> Document excerpt:
┌──
Preparing the 2010 Proxy Statement
On December 16, 2009, the Securities and Exchange Commission adopted a number of amendments to its proxy disclosure rules that will be effective for the 2010 proxy season.[1] The new rules will significantly affect the preparation of, and disclosure in, proxy statements.[2]
The new rules address the valuation and reporting of equity awards in the compensation tables, risks arising from compensation practices, use of compensation consultants, and corporate governance matters, including board leadership structure, board diversity, the board’s role in risk management, and the specific skills of each director and nominee for director. They also require disclosure of shareholder voting results within four business days on Form 8-K, rather than in the next Form 10-Q or 10-K.[3]
The staff of the SEC's Division of Corporation Finance issued additional guidance regarding the new rules on January 20, 2010, in the form of Compliance and Disclosure Interpretations (CDIs).[4] This memo has been updated to reflect that guidance.
1. Changing How Stock and Option Awards Are Recorded in the Compensation Tables
The new rules require that the aggregate grant date fair value of equity-based awards granted during the fiscal year be recorded in the Summary Compensation Table and Director Compensation Table.[5] Previously, these tables showed the dollar amount recognized for financial statement purposes for the fiscal year with respect to all awards. The SEC stated that reporting the aggregate grant date fair value of awards better reflects the board’s compensation decisions and that it is more meaningful to shareholders if the board’s compensation decisions for the given year cause the NEOs to change as a result of those decisions.
- For purposes of determining total compensation and identifying the NEOs for a particular year, the new rules require disclosure only of awards granted during that fiscal year.
- For example, for purposes of determining 2009 total compensation and identifying the 2009 NEOs, awards granted in 2008 and 2007 (or in any other previous year) and awards granted in 2010 (even if they relate to services performed in 2009) will not impact total compensation reported for 2009, unless there has been a material modification to the previously granted awards.
- The January CDIs provide that if the same award is both granted and forfeited in 2009, the aggregate grant date fair value of the award must still be included for purposes of determining total compensation for 2009 and the 2009 NEOs.
- Performance-based awards are subject to a special exception. The amount to be reported for awards subject to performance conditions is the aggregate grant date fair value based upon the probable outcome of the performance condition(s) as of the grant date (excluding the effect of estimated forfeitures),[6] with a footnote to the SCT and DCT that discloses the maximum potential value.
- Time-based awards are not subject to the special exception. The amount to be reported for awards subject to time-based vesting is the full grant date fair value (excluding the effect of estimated forfeitures).[7]
- To enable year-over-year comparisons, the 2009 SCT must contain recomputed values for stock and option awards granted in 2008 and 2007 (to reflect the full grant date fair value of those awards), with a corresponding adjustment to the total compensation columns for those years.[8] However, if a person is an NEO for the first time in this year’s proxy statement, compensation for 2008 and 2007 is not required to be presented in the SCT for that person.[9] The new rules also do not
- require companies to re-determine who their NEOs would have been for prior fiscal years based on the new reporting standard or to amend prior filings.
- Large “one-time” multi-year awards (for example, new-hire or retention grants) may cause a change in the NEOs for the year in which such award was granted, resulting in the omission of an executive officer who historically and otherwise would have been an NEO and subject to reporting for that year.[10]
- Including additional narrative or footnote disclosure in this year’s proxy statement probably is advisable to clarify the change in equity-award reporting standards and the effect the change had on determining 2009 total compensation and 2009 NEOs.
└──
> Information provided:
┌──
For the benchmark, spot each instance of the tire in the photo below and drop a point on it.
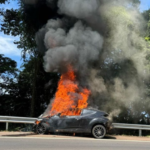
(42, 128)
(98, 131)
└──
> To be done: Change "forfeited" to "canceled" in the part of the memo on preparing the 2010 proxy statement that opens with "- For purposes" and closes with "the 2009 NEOs.", and give that part again. The listing that comes after the memo is separate material with no connection to it.

> Exercise response:
- For purposes of determining total compensation and identifying the NEOs for a particular year, the new rules require disclosure only of awards granted during that fiscal year.
- For example, for purposes of determining 2009 total compensation and identifying the 2009 NEOs, awards granted in 2008 and 2007 (or in any other previous year) and awards granted in 2010 (even if they relate to services performed in 2009) will not impact total compensation reported for 2009, unless there has been a material modification to the previously granted awards.
- The January CDIs provide that if the same award is both granted and canceled in 2009, the aggregate grant date fair value of the award must still be included for purposes of determining total compensation for 2009 and the 2009 NEOs.